Document passage ▸
· · · · · · ·

Brief Description of the Drawings

FIG. 1 is a schematic illustration of an engine decarbonization system architecture in accordance with an embodiment of the disclosure.

FIG. 2 is a schematic illustration showing portions of a decarbonization system architecture in accordance with an embodiment of the present disclosure, in which an engine decarbonization unit associated with a decarbonization facility, location, or service station is configured for performing an engine decarbonization process on an automobile engine.

FIG. 3 is a block diagram showing portions of a local control unit for an engine decarbonization unit in accordance with an embodiment of the present disclosure. FIGs. 4 A - 4B are representative illustrations showing portions of a decarbonization process graphical user interface (GUI) in accordance with an embodiment of the present disclosure. Detailed Description

In the present disclosure, depiction of a given element or consideration or use of a particular element number in a particular FIG. or a reference thereto in corresponding descriptive material can encompass the same, an equivalent, or an analogous element or element number identified in another FIG. or descriptive material associated therewith. The use of "/" in a FIG. or associated text is understood to mean "and/or" unless otherwise indicated. The recitation of a particular numerical value or value range herein is understood to include or be a recitation of an approximate numerical value or value range (e.g., within +/- 20%, +/- 10%, +1-5%, +/- 2%, or +/- 1%). As used herein, the term "set" corresponds to or is defined as a non-empty finite organization of elements that mathematically exhibits a cardinality of at least 1 (i.e., a set as defined herein can correspond to a unit, singlet, or single element set, or a multiple element set), in accordance with known mathematical definitions (for instance, in a manner corresponding to that described in An Introduction to Mathematical Reasoning: Numbers, Sets, and Functions, "Chapter 1 1 : Properties of Finite Sets" (e.g., as indicated on p. 140), by Peter J. Eccles, Cambridge University Press (1998)). In general, an element of a set can include or be a system, an apparatus, a device, a structure, an object, a process, a physical parameter, or a value depending upon the type of set under consideration.

· · · · · · ·

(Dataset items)
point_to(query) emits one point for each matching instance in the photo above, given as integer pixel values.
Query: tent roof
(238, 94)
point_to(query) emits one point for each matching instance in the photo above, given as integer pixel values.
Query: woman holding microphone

· · · · · · ·

Directives ▸
A: In the engine decarbonization passage, what is the symbol "/" in a FIG. or associated text understood to mean?
B: Extend the engine decarbonization passage, picking up right after its final sentence.
The dataset items are separate material and have no connection to the engine decarbonization passage.

Outputs ▸
A: It means "and/or" unless otherwise indicated.

B:
Aspects of a Representative Engine Decarbonization System Architecture

FIG. 1 is a schematic illustration of a representative engine decarbonization or decarburization system architecture 10 in accordance with an embodiment of the disclosure. In an embodiment, the engine decarbonization system architecture 10 includes at least one, and typically multiple (e.g., several or many) engine decarbonization or decarburization or units 100, each of which is associated with (e.g., located or accessible within) an engine decarbonization or decarburization facility, location, site, or service station 20a-c. A decarbonization facility 20 can perform decarbonization services on a predetermined number of engines 30 (e.g., vehicle engines), where each decarbonization service involves a decarbonization service routine or procedure that includes at least one decarbonization process or cycle, at any given time depending upon the number of engine decarbonization units 100 associated therewith or disposed therein, as further detailed below. Each decarbonization facility 20 can include at least one decarbonization facility computer system 25 (e.g., which includes a desktop, laptop, or tablet computer and a printer associated with a facility service desk), at which the owners of vehicles or machines who visit the decarbonization facility can communicate with decarbonization facility service personnel to check-in, register, and pay for a decarbonization process.

An engine decarbonization unit 100 is configured or configurable for controllably introducing or delivering hydrogen, which in various embodiments includes or is dry hydrogen provided, released, or releasable from a solid-state or dry hydrogen source such as a solid-state hydrogen cell, container, or canister, into an engine 30 during an engine decarbonization process. That is, in various embodiments, an engine decarbonization unit 100 is configured for introducing dry hydrogen sourced from a solid-state (e.g., metal hydride) hydrogen storage unit or device, rather than oxyhydrogen produced by way of electrolysis of water, into an engine 30. The controlled introduction of dry hydrogen, rather than oxyhydrogen, into an engine 30 during a decarbonization process can facilitate more predictable, more reliable, more controllable, and/or improved decarbonization process results (e.g., more controllable and/or more efficacious decarbonization process results relative to a given decarbonization process time). Each engine decarbonization unit 100 is further configured or configurable for monitoring, sampling, and/or analyzing engine exhaust gas components and/or parameters at one or more times (e.g., on a real-time or near-real-time basis) before, during, and/or after a decarbonization process, which can provide an indication of decarbonization process progress or efficacy and/or engine combustion efficiency at one or more times (e.g., indicating a change in engine combustion efficiency during or as a result of a decarbonization process).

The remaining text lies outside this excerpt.